=== Listed records ===

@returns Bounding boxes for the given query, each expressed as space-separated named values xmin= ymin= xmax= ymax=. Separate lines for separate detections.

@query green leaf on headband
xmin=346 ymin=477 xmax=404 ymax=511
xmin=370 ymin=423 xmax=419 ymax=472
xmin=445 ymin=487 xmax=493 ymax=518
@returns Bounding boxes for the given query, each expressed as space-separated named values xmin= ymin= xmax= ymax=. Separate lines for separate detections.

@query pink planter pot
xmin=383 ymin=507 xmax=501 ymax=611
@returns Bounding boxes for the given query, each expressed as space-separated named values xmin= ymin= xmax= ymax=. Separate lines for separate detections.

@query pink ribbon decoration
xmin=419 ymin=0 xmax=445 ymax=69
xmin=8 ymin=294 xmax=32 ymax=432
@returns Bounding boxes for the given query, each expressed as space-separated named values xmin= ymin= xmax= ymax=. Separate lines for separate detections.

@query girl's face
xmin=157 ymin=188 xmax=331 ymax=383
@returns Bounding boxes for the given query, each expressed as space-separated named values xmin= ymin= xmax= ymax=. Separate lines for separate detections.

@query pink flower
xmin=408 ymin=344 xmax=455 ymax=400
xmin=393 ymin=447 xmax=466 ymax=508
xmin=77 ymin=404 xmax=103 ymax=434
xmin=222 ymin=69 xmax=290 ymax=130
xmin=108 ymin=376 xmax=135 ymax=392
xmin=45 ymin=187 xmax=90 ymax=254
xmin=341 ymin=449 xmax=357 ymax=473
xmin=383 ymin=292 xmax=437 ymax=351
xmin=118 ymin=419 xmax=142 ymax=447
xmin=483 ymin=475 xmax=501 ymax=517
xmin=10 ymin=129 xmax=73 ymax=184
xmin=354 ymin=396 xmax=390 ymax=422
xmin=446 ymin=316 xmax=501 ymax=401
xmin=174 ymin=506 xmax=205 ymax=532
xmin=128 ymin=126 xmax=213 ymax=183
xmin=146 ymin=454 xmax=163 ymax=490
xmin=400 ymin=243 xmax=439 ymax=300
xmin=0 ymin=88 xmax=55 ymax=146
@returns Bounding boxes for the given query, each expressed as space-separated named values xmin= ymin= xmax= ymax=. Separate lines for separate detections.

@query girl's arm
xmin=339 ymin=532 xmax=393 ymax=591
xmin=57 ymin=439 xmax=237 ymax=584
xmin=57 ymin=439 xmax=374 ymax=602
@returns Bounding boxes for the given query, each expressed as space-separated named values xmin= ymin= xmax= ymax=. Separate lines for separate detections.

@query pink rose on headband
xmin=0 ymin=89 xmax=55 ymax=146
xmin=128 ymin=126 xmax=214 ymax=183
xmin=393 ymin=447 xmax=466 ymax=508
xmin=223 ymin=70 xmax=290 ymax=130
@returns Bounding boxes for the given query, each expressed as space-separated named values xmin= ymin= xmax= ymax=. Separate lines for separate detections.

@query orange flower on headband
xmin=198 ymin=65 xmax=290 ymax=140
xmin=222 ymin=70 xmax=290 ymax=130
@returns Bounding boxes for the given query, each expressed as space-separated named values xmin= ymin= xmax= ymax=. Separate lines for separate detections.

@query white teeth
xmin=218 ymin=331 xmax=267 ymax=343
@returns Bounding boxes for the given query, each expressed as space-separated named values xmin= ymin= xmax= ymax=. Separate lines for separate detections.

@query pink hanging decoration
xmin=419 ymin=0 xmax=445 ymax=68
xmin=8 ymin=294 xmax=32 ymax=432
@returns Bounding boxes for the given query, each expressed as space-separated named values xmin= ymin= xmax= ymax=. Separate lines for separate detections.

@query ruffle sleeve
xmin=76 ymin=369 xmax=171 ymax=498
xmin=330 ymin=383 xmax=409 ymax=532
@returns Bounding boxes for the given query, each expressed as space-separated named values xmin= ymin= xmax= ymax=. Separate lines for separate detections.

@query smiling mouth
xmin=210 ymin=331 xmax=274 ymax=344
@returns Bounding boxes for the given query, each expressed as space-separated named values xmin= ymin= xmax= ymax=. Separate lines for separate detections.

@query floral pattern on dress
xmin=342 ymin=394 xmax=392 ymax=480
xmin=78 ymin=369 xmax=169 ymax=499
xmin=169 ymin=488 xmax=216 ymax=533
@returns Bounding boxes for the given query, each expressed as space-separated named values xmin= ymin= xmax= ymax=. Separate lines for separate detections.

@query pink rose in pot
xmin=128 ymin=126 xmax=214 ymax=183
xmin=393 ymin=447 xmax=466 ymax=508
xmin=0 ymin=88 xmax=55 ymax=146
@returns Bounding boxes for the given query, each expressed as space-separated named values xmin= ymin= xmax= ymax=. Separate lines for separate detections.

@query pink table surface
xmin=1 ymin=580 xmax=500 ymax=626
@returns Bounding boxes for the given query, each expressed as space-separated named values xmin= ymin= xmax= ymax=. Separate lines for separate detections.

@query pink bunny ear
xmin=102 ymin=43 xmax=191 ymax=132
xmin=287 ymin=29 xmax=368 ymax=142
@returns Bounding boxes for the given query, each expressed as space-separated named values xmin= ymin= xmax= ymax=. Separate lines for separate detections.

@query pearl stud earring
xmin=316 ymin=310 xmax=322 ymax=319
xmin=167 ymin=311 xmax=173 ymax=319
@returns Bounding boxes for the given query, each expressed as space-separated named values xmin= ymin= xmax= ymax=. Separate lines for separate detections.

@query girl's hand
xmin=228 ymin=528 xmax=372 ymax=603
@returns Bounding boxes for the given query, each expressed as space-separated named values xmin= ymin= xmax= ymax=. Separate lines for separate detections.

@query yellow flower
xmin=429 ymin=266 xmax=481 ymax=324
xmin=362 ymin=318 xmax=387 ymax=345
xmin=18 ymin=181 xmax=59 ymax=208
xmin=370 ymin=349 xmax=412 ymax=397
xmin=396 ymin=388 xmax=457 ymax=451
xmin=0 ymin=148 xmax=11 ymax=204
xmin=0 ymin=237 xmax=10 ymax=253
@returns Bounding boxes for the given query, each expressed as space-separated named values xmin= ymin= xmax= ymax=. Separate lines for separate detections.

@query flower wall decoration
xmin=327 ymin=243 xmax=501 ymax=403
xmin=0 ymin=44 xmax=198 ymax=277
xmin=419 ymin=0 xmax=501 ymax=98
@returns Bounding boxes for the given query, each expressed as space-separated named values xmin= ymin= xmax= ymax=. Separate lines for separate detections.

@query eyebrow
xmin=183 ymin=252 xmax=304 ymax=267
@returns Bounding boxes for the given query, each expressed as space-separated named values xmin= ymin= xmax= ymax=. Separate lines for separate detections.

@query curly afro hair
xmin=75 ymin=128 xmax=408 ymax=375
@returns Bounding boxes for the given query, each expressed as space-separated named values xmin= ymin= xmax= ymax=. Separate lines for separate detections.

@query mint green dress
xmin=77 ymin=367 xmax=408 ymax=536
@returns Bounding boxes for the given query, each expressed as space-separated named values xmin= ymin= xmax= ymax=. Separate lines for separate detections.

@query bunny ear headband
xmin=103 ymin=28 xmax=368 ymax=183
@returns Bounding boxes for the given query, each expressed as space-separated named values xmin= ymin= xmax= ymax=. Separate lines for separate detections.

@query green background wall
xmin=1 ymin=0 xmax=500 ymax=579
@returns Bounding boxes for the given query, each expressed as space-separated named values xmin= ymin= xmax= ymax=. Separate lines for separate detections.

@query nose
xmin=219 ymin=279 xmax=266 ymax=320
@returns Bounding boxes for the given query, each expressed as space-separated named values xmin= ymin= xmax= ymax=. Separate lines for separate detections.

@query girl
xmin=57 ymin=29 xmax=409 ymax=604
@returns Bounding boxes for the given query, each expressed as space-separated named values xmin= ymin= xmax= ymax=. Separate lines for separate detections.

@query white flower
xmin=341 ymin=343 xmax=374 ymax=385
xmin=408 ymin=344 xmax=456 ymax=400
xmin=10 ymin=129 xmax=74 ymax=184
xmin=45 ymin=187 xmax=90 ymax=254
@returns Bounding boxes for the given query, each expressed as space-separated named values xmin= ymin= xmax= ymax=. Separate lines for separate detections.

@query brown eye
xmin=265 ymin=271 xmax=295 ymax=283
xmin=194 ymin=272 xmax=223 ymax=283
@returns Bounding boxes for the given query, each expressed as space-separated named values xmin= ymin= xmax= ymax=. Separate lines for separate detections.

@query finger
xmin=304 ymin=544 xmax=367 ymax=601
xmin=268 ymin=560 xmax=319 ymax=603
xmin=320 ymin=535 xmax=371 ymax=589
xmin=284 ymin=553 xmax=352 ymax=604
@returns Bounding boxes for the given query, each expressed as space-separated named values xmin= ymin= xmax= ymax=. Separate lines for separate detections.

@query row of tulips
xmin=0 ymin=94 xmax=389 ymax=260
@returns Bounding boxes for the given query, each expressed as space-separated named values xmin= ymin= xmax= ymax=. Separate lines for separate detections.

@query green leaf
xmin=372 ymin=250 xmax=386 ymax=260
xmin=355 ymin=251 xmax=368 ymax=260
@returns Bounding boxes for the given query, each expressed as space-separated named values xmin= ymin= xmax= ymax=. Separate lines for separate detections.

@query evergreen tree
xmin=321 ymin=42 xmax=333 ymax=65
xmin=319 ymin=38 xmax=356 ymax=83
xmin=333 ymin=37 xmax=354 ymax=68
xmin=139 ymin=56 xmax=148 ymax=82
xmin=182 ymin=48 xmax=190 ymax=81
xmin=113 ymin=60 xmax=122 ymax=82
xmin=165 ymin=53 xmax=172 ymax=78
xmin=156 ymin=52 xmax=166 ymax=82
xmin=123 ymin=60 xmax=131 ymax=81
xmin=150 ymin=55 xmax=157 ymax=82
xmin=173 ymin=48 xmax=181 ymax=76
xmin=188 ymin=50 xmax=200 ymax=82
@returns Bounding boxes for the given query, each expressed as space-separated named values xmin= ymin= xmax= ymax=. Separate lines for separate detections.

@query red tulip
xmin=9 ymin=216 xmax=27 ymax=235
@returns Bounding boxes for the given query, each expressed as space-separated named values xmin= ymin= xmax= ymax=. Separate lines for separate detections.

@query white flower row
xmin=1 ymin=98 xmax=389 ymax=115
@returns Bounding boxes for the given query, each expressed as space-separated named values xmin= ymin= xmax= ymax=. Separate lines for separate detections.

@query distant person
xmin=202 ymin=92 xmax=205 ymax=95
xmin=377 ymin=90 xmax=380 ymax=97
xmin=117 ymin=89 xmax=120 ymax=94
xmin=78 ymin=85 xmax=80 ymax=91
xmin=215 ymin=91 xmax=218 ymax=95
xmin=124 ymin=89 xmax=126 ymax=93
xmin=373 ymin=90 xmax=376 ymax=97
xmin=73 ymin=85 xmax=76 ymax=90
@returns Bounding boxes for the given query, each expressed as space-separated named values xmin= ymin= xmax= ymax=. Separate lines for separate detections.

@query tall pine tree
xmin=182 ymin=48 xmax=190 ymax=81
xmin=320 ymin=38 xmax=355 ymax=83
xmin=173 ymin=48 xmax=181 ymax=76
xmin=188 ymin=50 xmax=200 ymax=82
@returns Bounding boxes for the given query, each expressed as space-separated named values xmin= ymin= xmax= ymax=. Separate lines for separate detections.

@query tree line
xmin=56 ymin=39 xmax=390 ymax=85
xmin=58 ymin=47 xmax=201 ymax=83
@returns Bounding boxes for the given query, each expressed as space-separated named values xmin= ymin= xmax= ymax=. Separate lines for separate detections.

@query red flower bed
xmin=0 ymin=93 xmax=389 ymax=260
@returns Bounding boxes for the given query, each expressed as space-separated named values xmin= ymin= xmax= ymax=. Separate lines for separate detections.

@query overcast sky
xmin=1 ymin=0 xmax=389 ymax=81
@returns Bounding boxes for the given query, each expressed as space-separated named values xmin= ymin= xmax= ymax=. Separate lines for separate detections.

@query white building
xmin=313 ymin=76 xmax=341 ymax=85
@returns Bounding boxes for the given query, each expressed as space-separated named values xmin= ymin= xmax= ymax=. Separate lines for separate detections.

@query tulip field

===

### Required work
Retype exactly, and only, the lines from the line holding "red flower bed" through the last line of the data; both of those lines count.

### Task answer
@query red flower bed
xmin=0 ymin=93 xmax=389 ymax=260
@returns Bounding boxes for the given query, each expressed as space-separated named values xmin= ymin= xmax= ymax=. Separate lines for separate detections.

@query overcast sky
xmin=1 ymin=0 xmax=389 ymax=81
@returns Bounding boxes for the given query, each expressed as space-separated named values xmin= ymin= xmax= ymax=. Separate lines for separate detections.

@query white building
xmin=313 ymin=76 xmax=341 ymax=85
@returns Bounding boxes for the given query, each expressed as space-separated named values xmin= ymin= xmax= ymax=. Separate lines for separate detections.

@query tulip field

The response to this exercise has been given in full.